Tarea planteada ->
Copia el fragmento del texto sobre el clasismo que empieza en "Cuando decidí que" y termina en "y máxima estupidez.", y sustituye "discoteca" por "fiesta".

Texto de la página ->
──────────────────────────────
Cuando decidí que era hora de bajarme de mi carro

por | Jun 9, 2021

Algo que verdaderamente me molesta del lugar en donde vivo es el clasismo, la soberbia y la gente que se siente superior. Acá en El Salvador, adonde uno va se encuentra con alguna barrera clasista que invita a sentirte desprotegido ante la élite o “socialité” salvadoreña (ni tan socialité), quienes te menosprecian por no tener el suficiente dinero, el celular de última, por no haber salido de la mejor escuela o por cosas tan estúpidas como el status que te da el hecho de entrar rápido a una discoteca. Lo cual, para mí solo demuestra años de atraso, mentes cerradas y máxima estupidez.
──────────────────────────────
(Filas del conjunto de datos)
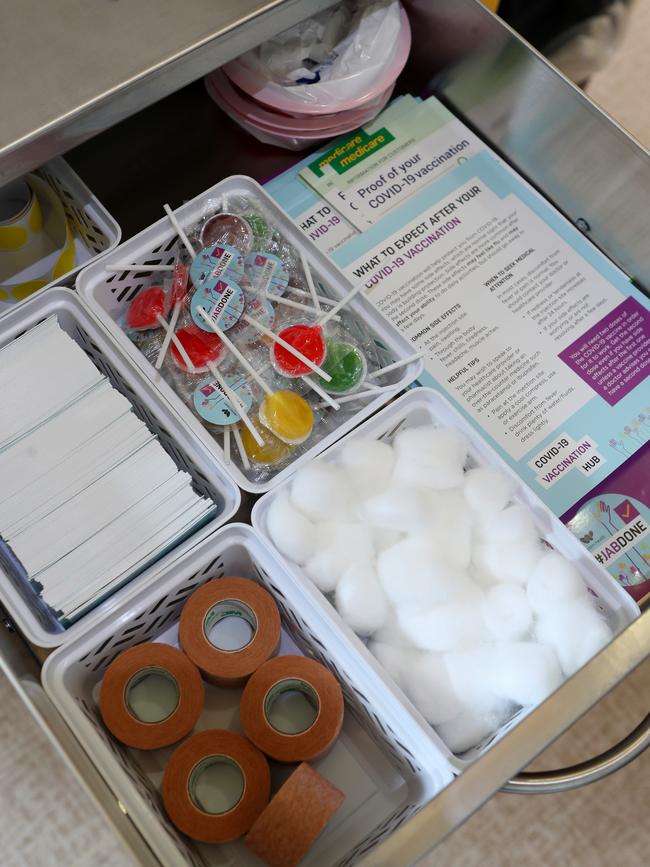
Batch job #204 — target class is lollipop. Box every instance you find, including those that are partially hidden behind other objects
[155,262,193,371]
[241,419,293,467]
[192,308,314,445]
[172,323,224,373]
[190,277,246,331]
[258,390,314,446]
[271,324,329,379]
[200,214,255,255]
[193,373,253,427]
[190,244,244,289]
[126,286,167,331]
[244,213,273,250]
[323,340,368,394]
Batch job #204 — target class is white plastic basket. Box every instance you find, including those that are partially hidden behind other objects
[76,176,422,494]
[252,388,640,772]
[0,157,122,313]
[0,287,241,647]
[42,524,453,867]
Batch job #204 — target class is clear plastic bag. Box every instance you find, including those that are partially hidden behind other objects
[123,195,399,484]
[225,0,402,113]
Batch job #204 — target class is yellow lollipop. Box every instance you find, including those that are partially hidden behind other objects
[241,418,293,467]
[259,390,314,446]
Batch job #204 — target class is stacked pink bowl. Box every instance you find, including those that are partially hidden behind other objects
[205,0,411,150]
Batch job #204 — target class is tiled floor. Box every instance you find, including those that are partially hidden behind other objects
[0,0,650,867]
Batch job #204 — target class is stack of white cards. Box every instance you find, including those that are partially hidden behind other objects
[0,317,216,622]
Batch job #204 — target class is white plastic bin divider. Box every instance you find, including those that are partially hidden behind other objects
[0,157,122,314]
[76,175,422,494]
[252,388,640,773]
[0,287,241,647]
[42,524,453,867]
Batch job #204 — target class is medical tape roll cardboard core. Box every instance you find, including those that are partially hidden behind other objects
[162,729,271,843]
[239,656,344,762]
[178,578,280,688]
[244,762,345,867]
[99,644,205,750]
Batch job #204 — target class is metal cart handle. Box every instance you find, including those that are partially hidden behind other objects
[502,713,650,795]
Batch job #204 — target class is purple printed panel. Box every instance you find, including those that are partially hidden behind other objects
[559,298,650,406]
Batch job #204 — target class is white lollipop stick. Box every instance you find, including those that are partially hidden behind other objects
[264,292,341,322]
[163,204,196,259]
[316,385,399,409]
[208,361,264,446]
[242,313,332,382]
[302,376,341,409]
[196,307,273,396]
[104,262,174,274]
[156,313,196,373]
[154,304,181,370]
[366,352,425,382]
[288,286,336,307]
[232,425,251,470]
[318,283,365,325]
[300,250,320,311]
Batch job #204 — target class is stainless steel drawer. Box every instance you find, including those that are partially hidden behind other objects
[0,0,650,867]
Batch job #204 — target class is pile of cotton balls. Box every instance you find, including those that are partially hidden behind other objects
[267,425,612,752]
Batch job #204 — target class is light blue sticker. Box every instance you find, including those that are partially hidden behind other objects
[244,252,289,296]
[190,244,244,289]
[194,373,253,425]
[190,277,246,332]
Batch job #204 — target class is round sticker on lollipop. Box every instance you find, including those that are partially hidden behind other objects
[190,244,244,289]
[193,373,253,425]
[190,277,246,331]
[244,253,289,296]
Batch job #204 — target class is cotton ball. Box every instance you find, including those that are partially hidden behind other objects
[436,698,513,753]
[368,641,417,687]
[372,527,404,552]
[305,521,374,593]
[360,485,428,533]
[397,598,484,652]
[528,551,588,615]
[372,613,413,648]
[291,461,352,521]
[266,492,316,566]
[481,584,533,639]
[478,504,539,544]
[403,653,463,725]
[535,599,612,677]
[393,425,467,490]
[429,491,474,569]
[482,539,544,586]
[377,536,469,607]
[336,560,390,635]
[488,641,563,707]
[444,643,494,707]
[338,439,395,496]
[463,467,515,516]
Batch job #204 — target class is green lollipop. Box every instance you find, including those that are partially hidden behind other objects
[318,340,368,394]
[244,214,272,250]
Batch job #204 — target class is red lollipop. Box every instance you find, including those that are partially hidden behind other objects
[172,323,225,373]
[271,325,327,377]
[126,286,168,331]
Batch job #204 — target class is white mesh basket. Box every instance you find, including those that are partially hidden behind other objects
[43,524,452,867]
[76,176,422,494]
[252,388,639,771]
[0,287,240,647]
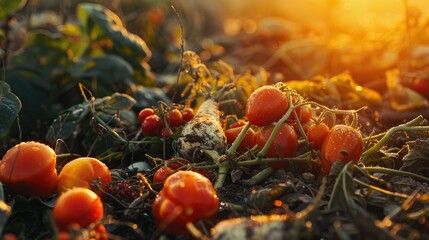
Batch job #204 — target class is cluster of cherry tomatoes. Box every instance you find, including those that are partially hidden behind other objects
[0,141,112,239]
[138,107,194,139]
[225,86,364,174]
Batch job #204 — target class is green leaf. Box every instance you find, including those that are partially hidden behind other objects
[77,3,152,61]
[0,0,27,19]
[104,93,136,111]
[0,81,21,136]
[399,138,429,176]
[71,55,133,84]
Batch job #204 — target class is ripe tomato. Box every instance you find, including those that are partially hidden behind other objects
[142,115,162,136]
[153,167,174,182]
[0,141,58,198]
[58,157,112,196]
[181,107,194,122]
[53,187,104,232]
[166,109,183,127]
[307,122,330,150]
[225,126,255,151]
[152,171,219,235]
[246,86,289,126]
[321,125,364,174]
[255,123,298,168]
[138,108,155,123]
[410,78,429,98]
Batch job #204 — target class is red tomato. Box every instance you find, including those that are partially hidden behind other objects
[410,78,429,98]
[307,122,330,150]
[153,167,174,182]
[0,142,58,198]
[321,125,364,174]
[152,171,219,235]
[166,109,183,127]
[58,157,112,196]
[142,115,162,136]
[225,126,255,151]
[53,187,104,232]
[138,108,155,123]
[246,86,289,126]
[181,107,194,122]
[255,123,298,168]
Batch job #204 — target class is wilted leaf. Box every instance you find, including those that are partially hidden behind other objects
[400,138,429,173]
[0,81,21,136]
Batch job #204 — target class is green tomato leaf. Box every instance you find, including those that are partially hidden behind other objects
[400,138,429,176]
[0,81,21,136]
[77,3,152,61]
[104,93,136,111]
[0,0,27,19]
[71,55,133,84]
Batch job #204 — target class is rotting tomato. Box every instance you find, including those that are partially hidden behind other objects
[166,109,183,127]
[152,171,219,235]
[246,86,289,126]
[254,123,298,168]
[58,157,112,196]
[181,107,194,122]
[321,125,364,174]
[142,115,163,136]
[307,122,330,150]
[153,167,174,183]
[0,141,58,199]
[53,187,104,232]
[225,126,255,151]
[138,108,155,123]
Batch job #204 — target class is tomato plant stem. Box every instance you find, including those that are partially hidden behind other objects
[362,167,429,182]
[226,122,250,155]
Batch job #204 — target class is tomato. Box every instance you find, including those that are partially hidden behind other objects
[225,126,255,151]
[410,78,429,98]
[153,167,174,182]
[307,122,330,150]
[53,187,104,232]
[58,157,112,195]
[0,141,58,199]
[138,108,155,123]
[255,123,298,168]
[321,125,364,174]
[166,109,183,127]
[152,171,219,235]
[246,86,289,126]
[142,115,162,136]
[181,107,194,122]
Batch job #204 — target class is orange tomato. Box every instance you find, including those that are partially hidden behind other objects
[58,157,112,196]
[0,141,58,198]
[53,187,104,232]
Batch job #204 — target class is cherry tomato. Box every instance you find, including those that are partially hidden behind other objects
[410,78,429,98]
[255,123,298,168]
[307,122,330,150]
[152,171,219,235]
[138,108,155,123]
[225,126,255,151]
[181,107,194,122]
[58,157,112,196]
[246,86,289,126]
[53,187,104,232]
[142,115,162,136]
[0,141,58,198]
[321,125,364,174]
[153,167,174,182]
[166,109,183,127]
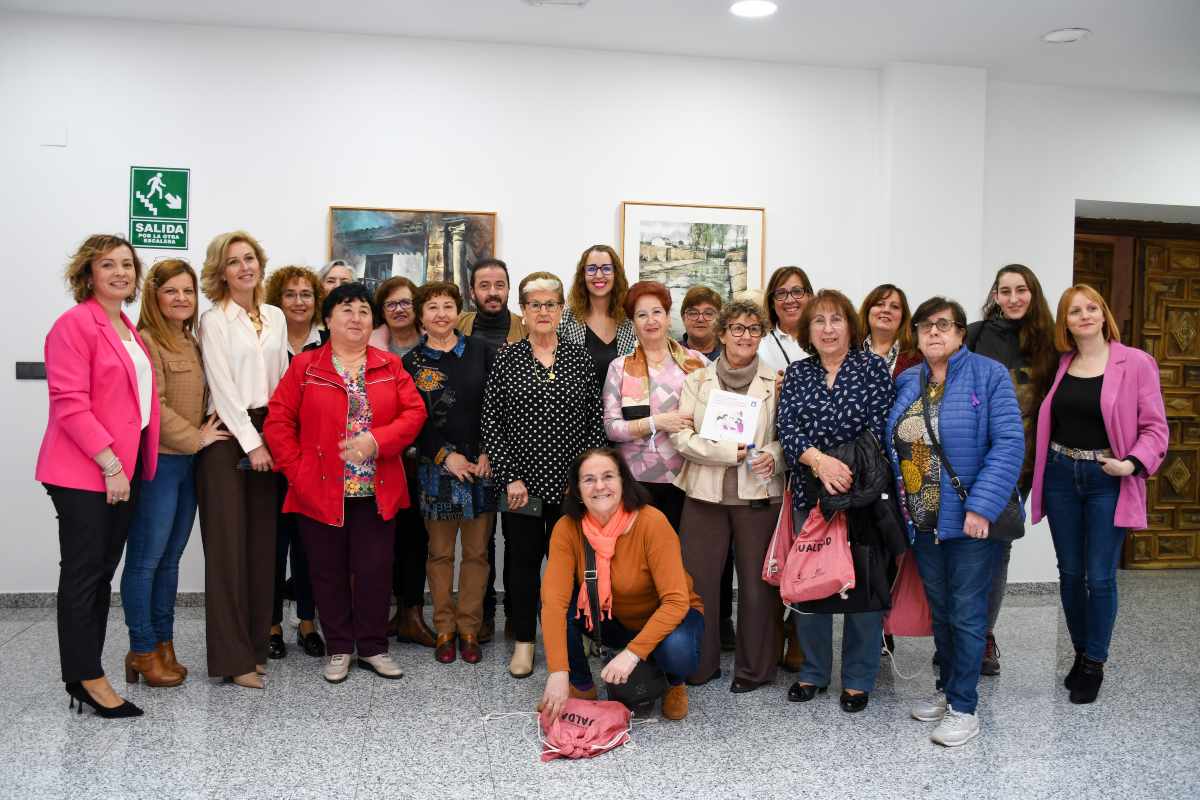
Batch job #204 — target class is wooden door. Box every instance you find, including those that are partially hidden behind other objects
[1122,239,1200,570]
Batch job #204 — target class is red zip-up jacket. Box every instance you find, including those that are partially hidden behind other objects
[263,343,427,528]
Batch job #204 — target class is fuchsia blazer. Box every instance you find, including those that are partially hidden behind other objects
[1032,342,1169,530]
[36,299,158,492]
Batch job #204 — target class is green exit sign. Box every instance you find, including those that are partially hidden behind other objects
[130,167,191,249]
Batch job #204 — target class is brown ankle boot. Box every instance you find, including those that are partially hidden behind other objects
[396,606,437,648]
[155,642,187,678]
[125,650,184,686]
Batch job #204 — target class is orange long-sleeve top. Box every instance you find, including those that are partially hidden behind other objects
[541,506,704,672]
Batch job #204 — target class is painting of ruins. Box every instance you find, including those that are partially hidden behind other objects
──────────────────────────────
Respuesta al problema ->
Cuando decidí que era hora de bajarme de mi carro

por | Jun 9, 2021

Algo que verdaderamente me molesta del lugar en donde vivo es el clasismo, la soberbia y la gente que se siente superior. Acá en El Salvador, adonde uno va se encuentra con alguna barrera clasista que invita a sentirte desprotegido ante la élite o “socialité” salvadoreña (ni tan socialité), quienes te menosprecian por no tener el suficiente dinero, el celular de última, por no haber salido de la mejor escuela o por cosas tan estúpidas como el status que te da el hecho de entrar rápido a una fiesta. Lo cual, para mí solo demuestra años de atraso, mentes cerradas y máxima estupidez.